ABOUT THIS TASK
Reproduce the records below exactly as given.

- Opening Delimiter -

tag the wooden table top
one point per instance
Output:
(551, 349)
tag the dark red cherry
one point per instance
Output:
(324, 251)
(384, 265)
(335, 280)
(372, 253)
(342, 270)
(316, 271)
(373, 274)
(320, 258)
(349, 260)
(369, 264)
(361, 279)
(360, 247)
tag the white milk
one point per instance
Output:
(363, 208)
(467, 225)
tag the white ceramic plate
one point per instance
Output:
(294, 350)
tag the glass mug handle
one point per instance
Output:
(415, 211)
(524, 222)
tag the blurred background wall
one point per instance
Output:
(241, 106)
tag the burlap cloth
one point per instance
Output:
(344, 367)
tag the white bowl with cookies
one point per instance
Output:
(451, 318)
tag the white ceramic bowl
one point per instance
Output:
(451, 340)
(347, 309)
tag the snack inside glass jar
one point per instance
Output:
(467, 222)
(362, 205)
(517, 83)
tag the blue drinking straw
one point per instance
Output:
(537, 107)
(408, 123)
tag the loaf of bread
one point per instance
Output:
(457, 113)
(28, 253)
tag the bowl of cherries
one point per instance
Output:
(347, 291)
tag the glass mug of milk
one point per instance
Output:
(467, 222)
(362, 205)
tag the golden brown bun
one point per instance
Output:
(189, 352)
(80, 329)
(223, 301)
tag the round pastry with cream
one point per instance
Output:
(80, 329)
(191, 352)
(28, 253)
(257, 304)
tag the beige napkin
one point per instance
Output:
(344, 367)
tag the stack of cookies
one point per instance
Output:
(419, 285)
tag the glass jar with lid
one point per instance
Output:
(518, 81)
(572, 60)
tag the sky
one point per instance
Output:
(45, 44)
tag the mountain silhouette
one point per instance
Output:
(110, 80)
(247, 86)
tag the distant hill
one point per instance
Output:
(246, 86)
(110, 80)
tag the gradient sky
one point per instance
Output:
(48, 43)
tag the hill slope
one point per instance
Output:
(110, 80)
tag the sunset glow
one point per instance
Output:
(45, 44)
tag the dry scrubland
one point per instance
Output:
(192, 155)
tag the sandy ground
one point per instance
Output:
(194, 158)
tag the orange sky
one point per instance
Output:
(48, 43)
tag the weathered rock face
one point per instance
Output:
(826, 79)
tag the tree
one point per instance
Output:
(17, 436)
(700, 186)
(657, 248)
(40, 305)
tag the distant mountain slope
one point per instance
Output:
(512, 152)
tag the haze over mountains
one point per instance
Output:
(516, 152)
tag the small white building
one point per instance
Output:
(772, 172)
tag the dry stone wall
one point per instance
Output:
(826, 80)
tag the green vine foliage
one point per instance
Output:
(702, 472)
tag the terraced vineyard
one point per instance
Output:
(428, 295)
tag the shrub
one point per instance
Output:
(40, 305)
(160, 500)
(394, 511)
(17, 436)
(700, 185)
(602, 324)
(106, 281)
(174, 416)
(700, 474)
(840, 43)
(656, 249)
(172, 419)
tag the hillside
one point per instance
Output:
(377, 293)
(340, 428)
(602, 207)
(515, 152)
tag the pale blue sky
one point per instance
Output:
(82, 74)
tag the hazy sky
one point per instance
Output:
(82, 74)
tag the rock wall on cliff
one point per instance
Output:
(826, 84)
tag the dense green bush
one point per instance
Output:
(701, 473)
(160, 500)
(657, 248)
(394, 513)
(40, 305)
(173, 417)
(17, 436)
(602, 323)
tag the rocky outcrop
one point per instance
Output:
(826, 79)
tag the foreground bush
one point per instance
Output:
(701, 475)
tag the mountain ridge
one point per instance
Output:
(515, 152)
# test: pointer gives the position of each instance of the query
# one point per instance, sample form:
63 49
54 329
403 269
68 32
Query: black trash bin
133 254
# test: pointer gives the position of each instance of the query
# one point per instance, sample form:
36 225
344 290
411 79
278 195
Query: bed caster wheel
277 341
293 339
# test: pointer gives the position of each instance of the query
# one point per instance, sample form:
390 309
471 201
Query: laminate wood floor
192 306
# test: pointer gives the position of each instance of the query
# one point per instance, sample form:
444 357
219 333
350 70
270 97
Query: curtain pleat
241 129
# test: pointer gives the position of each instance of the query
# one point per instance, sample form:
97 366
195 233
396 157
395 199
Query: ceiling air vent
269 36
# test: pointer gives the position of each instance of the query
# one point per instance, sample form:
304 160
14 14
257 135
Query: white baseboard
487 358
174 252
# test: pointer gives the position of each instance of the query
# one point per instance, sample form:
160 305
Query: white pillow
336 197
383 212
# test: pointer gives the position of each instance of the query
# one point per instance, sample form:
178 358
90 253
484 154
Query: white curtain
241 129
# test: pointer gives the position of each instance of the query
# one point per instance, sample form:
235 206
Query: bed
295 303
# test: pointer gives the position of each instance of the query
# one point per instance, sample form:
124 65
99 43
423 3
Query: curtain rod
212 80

- Closing Delimiter -

REPLY TO THE TASK
tag the wooden table top
one point per instance
Output:
(551, 349)
tag the dark red cherry
one point per instance
Output:
(324, 251)
(384, 265)
(335, 280)
(372, 253)
(342, 270)
(316, 271)
(373, 274)
(320, 258)
(349, 260)
(369, 264)
(361, 279)
(360, 247)
tag the white milk
one point per instance
Output:
(363, 208)
(467, 225)
tag the white ceramic plate
one point per instance
Output:
(294, 350)
tag the glass mug handle
one point per instance
Output:
(415, 211)
(524, 222)
tag the blurred background wall
one point per instance
Output:
(241, 106)
tag the burlap cloth
one point per instance
Output:
(344, 367)
tag the white bowl with cookies
one point per instance
Output:
(451, 318)
tag the white ceramic bowl
one point per instance
Output:
(451, 340)
(347, 309)
tag the snack inside glass jar
one point per instance
Output:
(467, 222)
(362, 205)
(517, 83)
tag the blue drinking straw
one point per instance
Output:
(537, 107)
(408, 123)
tag the loaf of bread
one point per instance
Output:
(457, 113)
(28, 253)
tag the bowl of cherries
one point per instance
Output:
(347, 291)
tag the glass mug of milk
one point per instance
Output:
(467, 222)
(362, 205)
tag the golden brown bun
one point per instance
Output:
(189, 352)
(80, 329)
(223, 301)
tag the round pastry with cream
one point per instance
Output:
(80, 329)
(191, 352)
(28, 253)
(257, 304)
tag the beige napkin
one point per instance
Output:
(344, 367)
tag the stack of cookies
one point per instance
Output:
(419, 285)
tag the glass jar with lid
one point per instance
Output:
(518, 81)
(572, 60)
tag the sky
one point per instance
Output:
(45, 44)
tag the mountain silhouette
one point per instance
Output:
(110, 80)
(247, 86)
tag the distant hill
one point per instance
Output:
(246, 86)
(110, 80)
tag the gradient sky
one point per instance
Output:
(48, 43)
tag the hill slope
one point per instance
Output:
(110, 80)
tag the sunset glow
one point per instance
Output:
(45, 44)
tag the dry scrubland
one point per instance
Output:
(192, 155)
tag the sandy ground
one point per instance
Output:
(194, 158)
tag the orange sky
one point per instance
Output:
(48, 43)
tag the weathered rock face
one point per instance
Output:
(826, 79)
tag the tree
one point per instance
Output:
(17, 436)
(700, 186)
(657, 248)
(40, 305)
tag the distant mountain slope
one point per instance
Output:
(512, 152)
tag the haze over mountains
one point per instance
Output:
(516, 152)
tag the small white building
one point per instance
Output:
(772, 172)
tag the dry stone wall
one point per instance
Output:
(826, 80)
tag the green vine foliage
one point per instance
Output:
(702, 472)
tag the terraced vineyard
one point per instance
Output:
(428, 295)
tag the shrub
one point per instance
Output:
(40, 305)
(160, 500)
(394, 511)
(17, 436)
(700, 185)
(602, 324)
(106, 281)
(174, 416)
(700, 474)
(840, 43)
(656, 249)
(172, 419)
tag the hillside
one point per instance
Output:
(377, 293)
(340, 428)
(602, 207)
(515, 152)
tag the pale blue sky
one point per instance
Output:
(82, 74)
tag the hazy sky
one point per instance
Output:
(82, 74)
tag the rock wall on cliff
one point per instance
Output:
(826, 84)
tag the dense green bush
one point per instance
Output:
(701, 473)
(160, 500)
(657, 248)
(394, 513)
(40, 305)
(173, 417)
(17, 436)
(602, 323)
tag the rocky outcrop
one point per instance
Output:
(826, 79)
tag the foreground bush
one point per instance
Output:
(701, 475)
tag the mountain ridge
one point per instance
Output:
(515, 152)
# test: pointer gives the position of each instance of the query
# one point per instance, sample form:
63 49
54 329
403 269
68 32
Query: black trash bin
133 254
# test: pointer gives the position of each instance of the query
# one point per instance, sample form:
36 225
344 290
411 79
278 195
Query: bed caster wheel
277 341
293 339
# test: pointer gives the position of each instance of the query
# one point per instance, sample form:
390 309
471 201
Query: laminate wood floor
192 306
# test: pointer gives the position of each instance of the query
# one point per instance, sample form:
444 357
219 333
350 70
270 97
Query: curtain pleat
241 129
# test: pointer gives the position of each instance of the query
# one point per instance, sample form:
97 366
195 233
396 157
395 199
Query: ceiling air vent
269 36
# test: pointer gives the position of each instance of the query
# one point per instance, sample form:
304 160
14 14
257 135
Query: white baseboard
487 358
174 252
# test: pointer gives the position of each instance of the query
# one point per instance, sample form:
160 305
Query: white pillow
336 197
383 212
# test: pointer gives the position of each instance of the query
# one point per instance, sample form:
178 358
90 253
484 154
Query: white curtain
241 129
# test: pointer gives the position of each instance of the query
# one point per instance, sample form:
235 206
Query: bed
295 303
# test: pointer gives the position of each instance of the query
# one point per instance, sample form:
124 65
99 43
423 3
Query: curtain rod
212 80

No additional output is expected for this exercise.